THE TASK
Rewrite the Long Creek article between "Long Creek is" and "2016 annual report.", inclusive, changing "prison" to "facility".

Bangor Daily News - 2/28/2017

Feb. 28--PORTLAND, Maine -- Shortly after a 16-year-old transgender boy hanged himself while on suicide watch at the Long Creek Youth Development Center last October, a girl at the juvenile prison also tried to take her own life, strangling herself before being rushed to the hospital, according to a citizen group that monitors the prison.

Charles Maisie Knowles was the first person in at least 20 years to die while being held at Long Creek, according to the Maine Department of Corrections. But the pair of suicide attempts -- one of which resulted in a death -- are part of a persistent pattern of self-harm among inmates at Long Creek, according to the South Portland prison's Board of Visitors, a five-member body appointed by the governor and empowered by law to inspect and review the corrections facility.

Long Creek is increasingly being used to house young people with severe mental illnesses, even though the prison is ill-equipped to treat them and struggles to keep them safe, the group said.

"To date, several youth continue to self-harm, have made attempts or threats to strangulate themselves, and require unsustainable levels of constant observation," the Board of Visitors wrote its 2016 annual report.

Tonya DiMillo, a trained social worker and chair of the board, said that the report was based on visits to Long Creek and ongoing discussions with the facility's staff and administration.

[MORE: Transgender teen's suicide raises concerns about Maine youth corrections center]

The findings reflect a trend in recent decades when Maine prisons and jails increasingly house mentally ill inmates who cannot find care in the state's scarce and limited psychiatric facilities. In 2015, more than one-third of adult inmates and nearly half of juveniles were prescribed psychiatric medications, a Bangor Daily News investigation found.

In Long Creek, the rate of mental illness is even higher, according to a Department of Corrections report on the 79 youth who were committed to the facility as of July 1, 2016. Nearly 85 percent of inmates arrived at the youth prison with three or more mental health diagnoses, 42 percent had previously been treated in a residential treatment program -- and 30 percent came directly to the prison from such a facility, the report found.

Department of Corrections Commissioner Dr. Joseph Fitzpatrick acknowledged that "there are some kids coming in with significant mental health issues that are beyond the training of the corrections staff." But in a brief interview he referred the question on why this is happening to the Maine Department of Health and Human Services.

"I don't oversee that part of the system," Fitzpatrick said. The Department of Health and Human Services could not be immediately reached for comment.

At a joint meeting of the Criminal Justice and Public Safety and Appropriations and Financial Affairs committees on Feb. 15, DiMillo urged lawmakers to start asking why mentally ill youth are being moved from psychiatric facilities to prison.

"What is going on in the mental health system?" she said.

Knowles hanged himself from the inside door of the isolation room where he was on suicide watch. An investigation by the Maine attorney general's office found nothing criminally suspicious. An outside expert hired to review the prison's suicide prevention policy is expected to submit a report soon, although it is unclear whether that will be made public.

The Board of Visitors, however, suggested that the suicide was a predictable outcome of putting severely mentally ill adolescents behind bars.

Without the resources to treat the uptick of youth with severe mental illnesses, Long Creek can only try to keep them safe, according to the Board of Visitors report.

DATA EXCERPTS
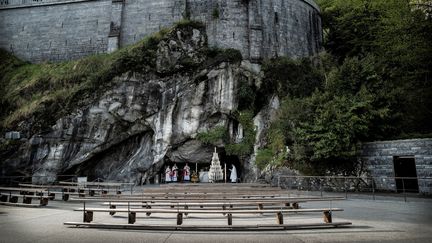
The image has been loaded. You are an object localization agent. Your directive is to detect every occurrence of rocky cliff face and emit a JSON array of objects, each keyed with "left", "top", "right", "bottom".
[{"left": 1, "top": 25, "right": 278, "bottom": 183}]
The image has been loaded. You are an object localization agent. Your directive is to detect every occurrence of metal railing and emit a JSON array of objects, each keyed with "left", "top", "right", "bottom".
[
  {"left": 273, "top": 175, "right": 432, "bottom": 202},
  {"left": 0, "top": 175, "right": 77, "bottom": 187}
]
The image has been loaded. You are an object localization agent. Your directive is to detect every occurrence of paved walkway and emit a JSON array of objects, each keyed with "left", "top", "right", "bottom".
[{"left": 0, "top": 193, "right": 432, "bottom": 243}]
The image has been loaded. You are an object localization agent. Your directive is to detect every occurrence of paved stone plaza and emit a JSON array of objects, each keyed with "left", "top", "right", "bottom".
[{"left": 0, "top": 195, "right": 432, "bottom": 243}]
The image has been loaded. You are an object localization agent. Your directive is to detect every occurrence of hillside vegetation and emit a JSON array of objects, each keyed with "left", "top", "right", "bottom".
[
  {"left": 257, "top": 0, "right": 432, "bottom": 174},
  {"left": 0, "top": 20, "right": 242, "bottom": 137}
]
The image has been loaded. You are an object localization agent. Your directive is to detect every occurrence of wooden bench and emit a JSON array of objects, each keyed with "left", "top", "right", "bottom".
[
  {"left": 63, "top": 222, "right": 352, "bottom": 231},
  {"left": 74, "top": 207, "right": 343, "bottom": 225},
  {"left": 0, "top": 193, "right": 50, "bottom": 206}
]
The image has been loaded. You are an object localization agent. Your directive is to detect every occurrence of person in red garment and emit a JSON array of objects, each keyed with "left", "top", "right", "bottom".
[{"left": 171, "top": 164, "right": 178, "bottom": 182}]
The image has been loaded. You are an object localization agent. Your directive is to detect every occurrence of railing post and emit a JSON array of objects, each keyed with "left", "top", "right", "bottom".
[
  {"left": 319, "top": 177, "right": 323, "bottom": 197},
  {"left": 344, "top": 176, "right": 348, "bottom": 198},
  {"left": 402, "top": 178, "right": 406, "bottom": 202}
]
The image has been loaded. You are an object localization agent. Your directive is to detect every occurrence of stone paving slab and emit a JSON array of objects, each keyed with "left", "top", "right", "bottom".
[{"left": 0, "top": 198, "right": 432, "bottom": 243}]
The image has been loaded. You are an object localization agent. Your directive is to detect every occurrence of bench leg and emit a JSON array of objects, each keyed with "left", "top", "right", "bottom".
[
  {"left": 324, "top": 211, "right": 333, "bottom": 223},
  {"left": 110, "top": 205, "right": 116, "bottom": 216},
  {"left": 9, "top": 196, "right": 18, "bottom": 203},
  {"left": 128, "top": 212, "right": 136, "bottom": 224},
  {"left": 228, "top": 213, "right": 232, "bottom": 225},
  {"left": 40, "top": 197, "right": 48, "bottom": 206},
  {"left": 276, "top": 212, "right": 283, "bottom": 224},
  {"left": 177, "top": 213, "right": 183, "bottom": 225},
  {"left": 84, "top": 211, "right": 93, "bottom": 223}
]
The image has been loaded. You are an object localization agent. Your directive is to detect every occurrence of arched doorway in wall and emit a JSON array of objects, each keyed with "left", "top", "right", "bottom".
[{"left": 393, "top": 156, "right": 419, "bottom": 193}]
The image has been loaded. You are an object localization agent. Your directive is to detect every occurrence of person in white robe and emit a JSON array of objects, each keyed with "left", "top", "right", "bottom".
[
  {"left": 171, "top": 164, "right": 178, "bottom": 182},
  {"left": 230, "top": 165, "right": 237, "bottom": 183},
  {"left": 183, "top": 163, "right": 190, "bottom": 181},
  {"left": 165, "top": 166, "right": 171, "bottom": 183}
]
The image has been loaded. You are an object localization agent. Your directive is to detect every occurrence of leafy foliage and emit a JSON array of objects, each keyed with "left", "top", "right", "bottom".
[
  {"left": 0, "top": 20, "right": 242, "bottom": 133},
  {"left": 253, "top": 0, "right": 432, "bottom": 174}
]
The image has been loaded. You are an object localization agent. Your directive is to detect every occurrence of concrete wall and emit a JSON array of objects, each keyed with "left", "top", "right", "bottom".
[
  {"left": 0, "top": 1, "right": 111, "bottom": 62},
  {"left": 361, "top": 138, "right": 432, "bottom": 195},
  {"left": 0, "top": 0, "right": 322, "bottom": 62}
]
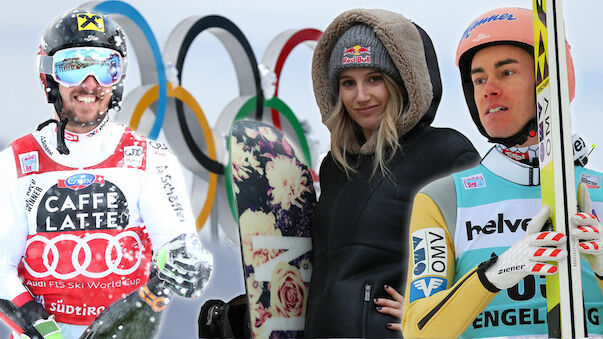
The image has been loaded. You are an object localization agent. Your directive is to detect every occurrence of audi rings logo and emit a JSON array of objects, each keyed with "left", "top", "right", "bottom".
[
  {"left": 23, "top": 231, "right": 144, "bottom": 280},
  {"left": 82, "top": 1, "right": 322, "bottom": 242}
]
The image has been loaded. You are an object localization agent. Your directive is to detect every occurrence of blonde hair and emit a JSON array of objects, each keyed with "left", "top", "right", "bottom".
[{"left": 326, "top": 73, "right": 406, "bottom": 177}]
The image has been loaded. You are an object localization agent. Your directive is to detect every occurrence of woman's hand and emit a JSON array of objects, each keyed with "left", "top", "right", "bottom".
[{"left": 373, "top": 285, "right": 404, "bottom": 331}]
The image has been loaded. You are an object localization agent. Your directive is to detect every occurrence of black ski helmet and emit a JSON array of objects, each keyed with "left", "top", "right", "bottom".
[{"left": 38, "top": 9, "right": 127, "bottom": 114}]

WRITTEN ANSWER
Long Creek is increasingly being used to house young people with severe mental illnesses, even though the facility is ill-equipped to treat them and struggles to keep them safe, the group said.

"To date, several youth continue to self-harm, have made attempts or threats to strangulate themselves, and require unsustainable levels of constant observation," the Board of Visitors wrote its 2016 annual report.